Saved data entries
↓↓↓

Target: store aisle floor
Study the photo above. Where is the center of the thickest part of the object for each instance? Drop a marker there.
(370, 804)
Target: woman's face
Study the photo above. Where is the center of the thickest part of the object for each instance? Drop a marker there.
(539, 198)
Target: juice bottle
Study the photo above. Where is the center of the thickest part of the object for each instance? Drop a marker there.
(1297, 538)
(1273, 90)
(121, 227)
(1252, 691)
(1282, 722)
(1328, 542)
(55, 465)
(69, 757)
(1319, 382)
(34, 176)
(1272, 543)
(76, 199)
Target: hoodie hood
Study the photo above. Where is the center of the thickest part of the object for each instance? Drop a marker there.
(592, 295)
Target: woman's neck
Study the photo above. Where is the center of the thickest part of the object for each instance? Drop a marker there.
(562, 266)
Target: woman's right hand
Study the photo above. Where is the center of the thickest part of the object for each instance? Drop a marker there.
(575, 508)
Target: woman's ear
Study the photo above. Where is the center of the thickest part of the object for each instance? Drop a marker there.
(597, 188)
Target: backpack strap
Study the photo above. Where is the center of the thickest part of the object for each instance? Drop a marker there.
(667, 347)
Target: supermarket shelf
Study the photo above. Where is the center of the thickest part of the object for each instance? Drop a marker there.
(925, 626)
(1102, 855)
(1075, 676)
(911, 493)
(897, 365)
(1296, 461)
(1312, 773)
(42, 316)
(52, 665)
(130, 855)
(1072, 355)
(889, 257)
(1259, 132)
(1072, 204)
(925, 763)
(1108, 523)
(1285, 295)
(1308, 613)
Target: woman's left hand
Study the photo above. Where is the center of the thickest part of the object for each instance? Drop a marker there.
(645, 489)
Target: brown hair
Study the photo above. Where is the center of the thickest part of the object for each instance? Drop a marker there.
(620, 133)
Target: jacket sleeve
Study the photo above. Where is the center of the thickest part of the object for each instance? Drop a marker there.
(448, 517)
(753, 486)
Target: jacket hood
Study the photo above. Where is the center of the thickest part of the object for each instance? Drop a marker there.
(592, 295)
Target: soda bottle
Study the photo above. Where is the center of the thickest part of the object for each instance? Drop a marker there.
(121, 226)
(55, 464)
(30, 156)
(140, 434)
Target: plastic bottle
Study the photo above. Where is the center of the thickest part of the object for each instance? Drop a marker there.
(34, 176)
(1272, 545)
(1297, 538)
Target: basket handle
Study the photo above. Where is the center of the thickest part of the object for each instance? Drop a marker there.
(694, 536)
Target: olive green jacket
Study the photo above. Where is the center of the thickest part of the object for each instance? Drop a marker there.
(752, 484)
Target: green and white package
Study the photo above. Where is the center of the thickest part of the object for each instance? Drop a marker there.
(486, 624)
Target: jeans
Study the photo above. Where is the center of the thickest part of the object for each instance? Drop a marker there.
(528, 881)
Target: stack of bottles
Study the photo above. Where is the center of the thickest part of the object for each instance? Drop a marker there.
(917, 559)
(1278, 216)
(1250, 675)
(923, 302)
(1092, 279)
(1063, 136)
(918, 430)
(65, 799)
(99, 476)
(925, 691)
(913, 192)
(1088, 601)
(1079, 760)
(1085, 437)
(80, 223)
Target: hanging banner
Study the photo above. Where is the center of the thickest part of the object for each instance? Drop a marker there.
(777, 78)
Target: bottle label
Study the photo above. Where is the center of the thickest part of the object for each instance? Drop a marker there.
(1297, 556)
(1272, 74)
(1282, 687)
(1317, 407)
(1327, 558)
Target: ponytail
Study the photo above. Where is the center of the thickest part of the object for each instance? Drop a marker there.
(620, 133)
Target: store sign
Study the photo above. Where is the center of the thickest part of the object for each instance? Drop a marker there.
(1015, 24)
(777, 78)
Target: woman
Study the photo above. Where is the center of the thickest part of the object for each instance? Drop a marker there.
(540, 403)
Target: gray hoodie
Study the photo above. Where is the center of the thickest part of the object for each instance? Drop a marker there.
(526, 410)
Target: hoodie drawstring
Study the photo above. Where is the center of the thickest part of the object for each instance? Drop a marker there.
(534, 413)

↑↑↑

Aim of the task: Go through the entries above and pull out each line with "store" in it.

Result for this task:
Target: store aisle floor
Target: store sign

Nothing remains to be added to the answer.